* _RECORDS FOR PROCESSING_:
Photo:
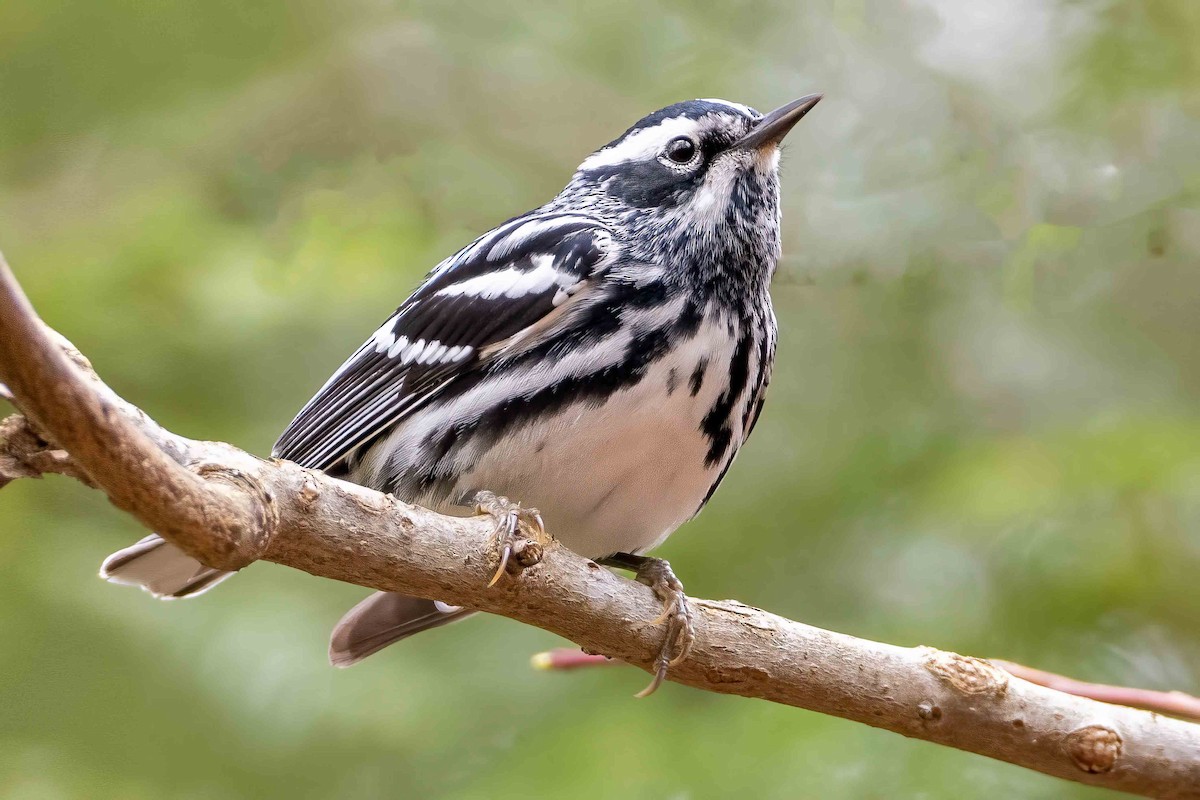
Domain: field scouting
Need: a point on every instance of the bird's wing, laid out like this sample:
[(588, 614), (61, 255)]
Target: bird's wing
[(503, 286)]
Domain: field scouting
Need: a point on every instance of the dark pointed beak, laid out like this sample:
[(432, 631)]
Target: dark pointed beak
[(773, 127)]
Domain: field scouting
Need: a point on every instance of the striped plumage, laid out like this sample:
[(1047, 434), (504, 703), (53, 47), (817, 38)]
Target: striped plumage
[(601, 358)]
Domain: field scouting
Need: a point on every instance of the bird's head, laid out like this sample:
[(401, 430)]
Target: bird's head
[(695, 182)]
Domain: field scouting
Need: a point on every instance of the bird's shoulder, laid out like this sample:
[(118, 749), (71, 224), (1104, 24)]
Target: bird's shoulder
[(507, 282)]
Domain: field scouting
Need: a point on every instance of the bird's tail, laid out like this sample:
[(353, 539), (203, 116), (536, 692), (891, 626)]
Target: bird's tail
[(161, 569), (384, 619)]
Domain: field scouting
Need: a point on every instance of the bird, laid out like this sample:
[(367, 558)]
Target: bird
[(591, 368)]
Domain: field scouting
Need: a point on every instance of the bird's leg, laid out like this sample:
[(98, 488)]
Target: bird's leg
[(509, 517), (658, 576)]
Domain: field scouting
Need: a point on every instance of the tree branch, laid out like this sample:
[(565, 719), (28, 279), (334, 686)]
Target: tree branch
[(228, 509)]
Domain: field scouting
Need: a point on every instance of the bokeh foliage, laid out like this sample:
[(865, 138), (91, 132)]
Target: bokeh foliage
[(983, 432)]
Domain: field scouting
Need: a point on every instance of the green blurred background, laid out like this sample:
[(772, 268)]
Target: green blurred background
[(983, 432)]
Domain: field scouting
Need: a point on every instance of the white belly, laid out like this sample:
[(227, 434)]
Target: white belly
[(623, 476)]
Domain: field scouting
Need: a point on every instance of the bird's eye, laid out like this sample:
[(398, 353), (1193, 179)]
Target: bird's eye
[(681, 150)]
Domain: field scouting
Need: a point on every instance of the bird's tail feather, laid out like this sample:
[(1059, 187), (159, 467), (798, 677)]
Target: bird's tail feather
[(161, 569), (382, 619)]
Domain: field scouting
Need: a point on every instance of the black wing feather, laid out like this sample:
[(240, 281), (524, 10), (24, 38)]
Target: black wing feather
[(495, 288)]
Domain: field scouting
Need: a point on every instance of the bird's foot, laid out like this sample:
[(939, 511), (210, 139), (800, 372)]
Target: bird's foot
[(681, 633), (510, 518)]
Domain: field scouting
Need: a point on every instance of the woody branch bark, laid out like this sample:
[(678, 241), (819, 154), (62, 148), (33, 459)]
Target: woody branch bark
[(228, 509)]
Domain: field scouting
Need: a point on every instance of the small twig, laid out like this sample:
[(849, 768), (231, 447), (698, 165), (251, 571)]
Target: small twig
[(568, 659), (1174, 703)]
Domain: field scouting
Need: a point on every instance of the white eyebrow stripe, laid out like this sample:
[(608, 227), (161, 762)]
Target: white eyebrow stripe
[(739, 107), (641, 144)]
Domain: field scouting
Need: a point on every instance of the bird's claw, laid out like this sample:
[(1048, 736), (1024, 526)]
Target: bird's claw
[(510, 517), (657, 573)]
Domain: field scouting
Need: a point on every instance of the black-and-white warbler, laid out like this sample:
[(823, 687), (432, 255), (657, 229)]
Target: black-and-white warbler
[(601, 358)]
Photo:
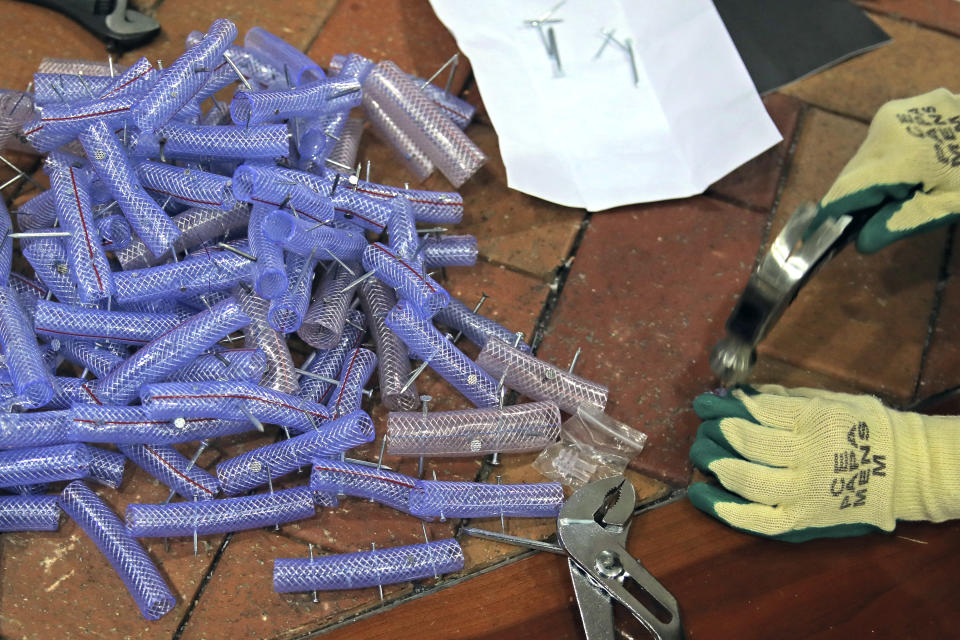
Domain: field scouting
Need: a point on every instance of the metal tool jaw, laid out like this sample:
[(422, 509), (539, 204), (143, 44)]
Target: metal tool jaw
[(782, 272), (592, 527)]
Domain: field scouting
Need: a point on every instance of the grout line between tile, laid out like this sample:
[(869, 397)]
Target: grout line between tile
[(943, 277)]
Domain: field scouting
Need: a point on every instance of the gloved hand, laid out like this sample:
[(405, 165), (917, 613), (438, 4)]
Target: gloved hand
[(906, 175), (803, 463)]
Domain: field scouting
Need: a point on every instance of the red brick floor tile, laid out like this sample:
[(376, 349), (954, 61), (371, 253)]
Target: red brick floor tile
[(755, 183), (844, 320), (296, 21), (918, 60), (404, 31), (937, 14), (647, 298)]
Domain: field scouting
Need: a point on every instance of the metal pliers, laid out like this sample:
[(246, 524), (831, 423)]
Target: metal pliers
[(777, 280), (592, 528)]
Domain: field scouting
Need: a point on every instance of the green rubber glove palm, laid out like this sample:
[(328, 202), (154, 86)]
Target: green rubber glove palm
[(906, 175), (803, 463)]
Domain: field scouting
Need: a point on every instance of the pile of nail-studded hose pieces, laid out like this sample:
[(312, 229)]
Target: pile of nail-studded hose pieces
[(182, 240)]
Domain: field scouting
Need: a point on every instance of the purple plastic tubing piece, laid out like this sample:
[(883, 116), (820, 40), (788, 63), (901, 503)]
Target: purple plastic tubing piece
[(435, 207), (63, 122), (115, 232), (125, 554), (475, 327), (160, 358), (29, 513), (290, 61), (413, 158), (539, 380), (108, 158), (232, 400), (37, 429), (345, 150), (377, 299), (170, 467), (367, 568), (425, 342), (33, 465), (260, 184), (329, 363), (450, 150), (72, 323), (449, 251), (474, 432), (88, 355), (179, 82), (412, 283), (347, 396), (325, 318), (220, 516), (205, 271), (270, 274), (197, 225), (286, 312), (247, 365), (345, 478), (191, 187), (311, 99), (430, 499), (250, 470), (278, 372), (303, 237), (31, 380), (132, 425), (107, 467), (85, 255), (49, 261), (221, 142)]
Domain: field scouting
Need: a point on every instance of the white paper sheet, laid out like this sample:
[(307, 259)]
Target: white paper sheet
[(592, 138)]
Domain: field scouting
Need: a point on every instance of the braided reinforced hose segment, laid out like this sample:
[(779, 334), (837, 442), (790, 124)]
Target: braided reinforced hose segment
[(325, 318), (539, 380), (219, 516), (474, 432), (367, 568), (231, 401), (72, 323), (250, 470), (278, 370), (410, 279), (431, 499), (125, 554), (170, 467), (181, 81), (348, 479), (453, 153), (31, 381), (393, 367), (451, 364), (328, 364), (109, 160), (160, 358), (475, 327), (197, 226), (29, 513)]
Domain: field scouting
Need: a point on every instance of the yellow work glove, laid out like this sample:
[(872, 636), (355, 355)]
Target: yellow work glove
[(803, 463), (905, 178)]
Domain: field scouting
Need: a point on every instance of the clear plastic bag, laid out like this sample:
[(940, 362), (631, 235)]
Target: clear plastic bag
[(592, 446)]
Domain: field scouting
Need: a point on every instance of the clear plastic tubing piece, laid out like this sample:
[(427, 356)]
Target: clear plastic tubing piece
[(474, 432), (129, 560), (219, 516), (367, 568), (539, 380)]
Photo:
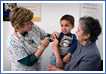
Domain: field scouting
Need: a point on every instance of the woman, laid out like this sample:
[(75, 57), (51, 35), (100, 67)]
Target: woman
[(86, 57), (27, 43)]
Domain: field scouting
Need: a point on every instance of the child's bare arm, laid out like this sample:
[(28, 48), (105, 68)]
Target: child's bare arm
[(67, 58)]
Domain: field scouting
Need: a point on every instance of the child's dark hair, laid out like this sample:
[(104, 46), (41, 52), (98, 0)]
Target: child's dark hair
[(69, 18), (91, 26)]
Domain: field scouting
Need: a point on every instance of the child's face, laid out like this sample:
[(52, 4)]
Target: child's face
[(66, 26)]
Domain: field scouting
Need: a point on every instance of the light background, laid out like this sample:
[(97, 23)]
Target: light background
[(50, 15)]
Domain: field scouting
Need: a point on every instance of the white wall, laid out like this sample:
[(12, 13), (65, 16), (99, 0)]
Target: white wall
[(50, 15)]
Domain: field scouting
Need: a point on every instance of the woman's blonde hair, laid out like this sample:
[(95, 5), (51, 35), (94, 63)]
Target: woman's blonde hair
[(19, 16)]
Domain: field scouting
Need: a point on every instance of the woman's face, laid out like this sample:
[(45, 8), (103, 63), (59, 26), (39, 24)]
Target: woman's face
[(82, 36), (28, 26), (66, 26)]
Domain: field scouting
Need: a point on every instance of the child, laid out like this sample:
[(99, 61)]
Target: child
[(67, 41)]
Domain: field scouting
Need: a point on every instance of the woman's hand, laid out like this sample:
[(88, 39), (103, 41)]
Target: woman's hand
[(67, 58), (45, 42), (53, 68), (41, 47)]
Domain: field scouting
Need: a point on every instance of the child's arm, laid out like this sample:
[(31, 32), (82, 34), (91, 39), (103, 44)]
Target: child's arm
[(67, 58)]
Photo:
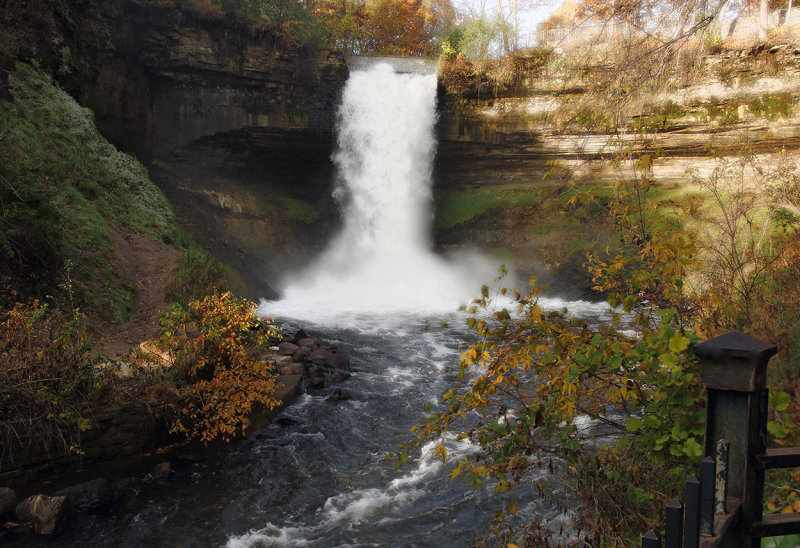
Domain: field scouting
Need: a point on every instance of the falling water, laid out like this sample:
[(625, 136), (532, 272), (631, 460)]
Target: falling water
[(382, 257)]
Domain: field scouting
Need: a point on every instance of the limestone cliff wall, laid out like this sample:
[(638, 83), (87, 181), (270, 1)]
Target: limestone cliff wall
[(159, 78)]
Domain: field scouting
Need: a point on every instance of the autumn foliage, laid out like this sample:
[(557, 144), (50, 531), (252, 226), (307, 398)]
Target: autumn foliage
[(216, 354)]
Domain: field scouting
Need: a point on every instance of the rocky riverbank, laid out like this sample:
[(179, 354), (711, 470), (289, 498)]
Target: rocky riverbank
[(52, 492)]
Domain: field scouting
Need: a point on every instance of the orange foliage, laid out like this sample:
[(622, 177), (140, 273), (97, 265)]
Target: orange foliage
[(218, 349)]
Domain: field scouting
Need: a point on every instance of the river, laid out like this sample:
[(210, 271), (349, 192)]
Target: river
[(319, 474)]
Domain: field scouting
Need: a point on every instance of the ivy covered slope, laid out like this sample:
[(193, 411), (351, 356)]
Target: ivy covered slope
[(64, 191)]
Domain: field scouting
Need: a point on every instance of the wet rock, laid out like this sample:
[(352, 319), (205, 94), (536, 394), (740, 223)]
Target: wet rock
[(317, 355), (338, 361), (8, 500), (292, 369), (337, 375), (301, 354), (161, 470), (90, 495), (308, 343), (340, 394), (45, 513), (316, 382), (287, 348)]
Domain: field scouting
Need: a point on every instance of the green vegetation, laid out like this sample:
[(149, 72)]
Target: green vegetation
[(50, 385), (196, 275), (66, 196), (62, 187), (456, 207), (215, 348), (772, 106)]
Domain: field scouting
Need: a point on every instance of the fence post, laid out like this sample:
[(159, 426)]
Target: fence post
[(733, 367)]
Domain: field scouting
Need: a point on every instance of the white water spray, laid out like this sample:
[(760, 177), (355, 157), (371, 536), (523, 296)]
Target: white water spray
[(382, 260)]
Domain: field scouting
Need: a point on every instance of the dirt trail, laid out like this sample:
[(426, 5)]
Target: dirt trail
[(150, 265)]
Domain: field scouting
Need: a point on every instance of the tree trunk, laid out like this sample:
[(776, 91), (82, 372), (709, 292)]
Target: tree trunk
[(514, 15), (503, 26)]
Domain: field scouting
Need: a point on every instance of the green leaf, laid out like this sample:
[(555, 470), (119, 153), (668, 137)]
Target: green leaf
[(780, 400), (634, 424), (668, 360), (651, 421), (777, 429), (678, 343), (691, 448)]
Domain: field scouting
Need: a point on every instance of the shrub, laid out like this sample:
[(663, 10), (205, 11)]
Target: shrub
[(216, 350), (50, 384)]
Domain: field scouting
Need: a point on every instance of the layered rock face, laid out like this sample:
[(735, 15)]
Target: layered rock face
[(513, 154), (159, 78), (236, 123)]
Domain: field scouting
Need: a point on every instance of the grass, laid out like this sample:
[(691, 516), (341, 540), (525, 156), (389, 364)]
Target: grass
[(457, 207), (62, 185)]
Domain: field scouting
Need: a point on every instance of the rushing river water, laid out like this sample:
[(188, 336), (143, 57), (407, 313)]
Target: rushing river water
[(319, 476)]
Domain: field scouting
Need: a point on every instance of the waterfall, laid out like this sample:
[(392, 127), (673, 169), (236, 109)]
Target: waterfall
[(382, 258)]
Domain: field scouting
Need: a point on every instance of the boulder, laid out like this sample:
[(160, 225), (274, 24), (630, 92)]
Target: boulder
[(45, 513), (287, 348), (317, 355), (90, 495), (338, 361), (316, 382), (291, 369), (300, 335), (161, 470), (8, 500), (340, 394), (308, 343), (301, 354), (337, 375)]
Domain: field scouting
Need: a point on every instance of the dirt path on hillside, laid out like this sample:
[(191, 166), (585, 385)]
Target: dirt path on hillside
[(150, 265)]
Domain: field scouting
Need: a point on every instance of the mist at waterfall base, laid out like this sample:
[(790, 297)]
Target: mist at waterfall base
[(382, 259), (318, 475), (380, 294)]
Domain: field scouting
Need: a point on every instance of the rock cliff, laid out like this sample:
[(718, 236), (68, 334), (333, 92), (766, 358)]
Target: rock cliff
[(505, 165)]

* _GIVEN PROBLEM_: Identify and copy every line above that contains the word "grout", matching case exactly.

* _EXERCISE OUTPUT_:
Need: a point on every instance of the grout line between tile, laid out like this sample:
Target: grout line between tile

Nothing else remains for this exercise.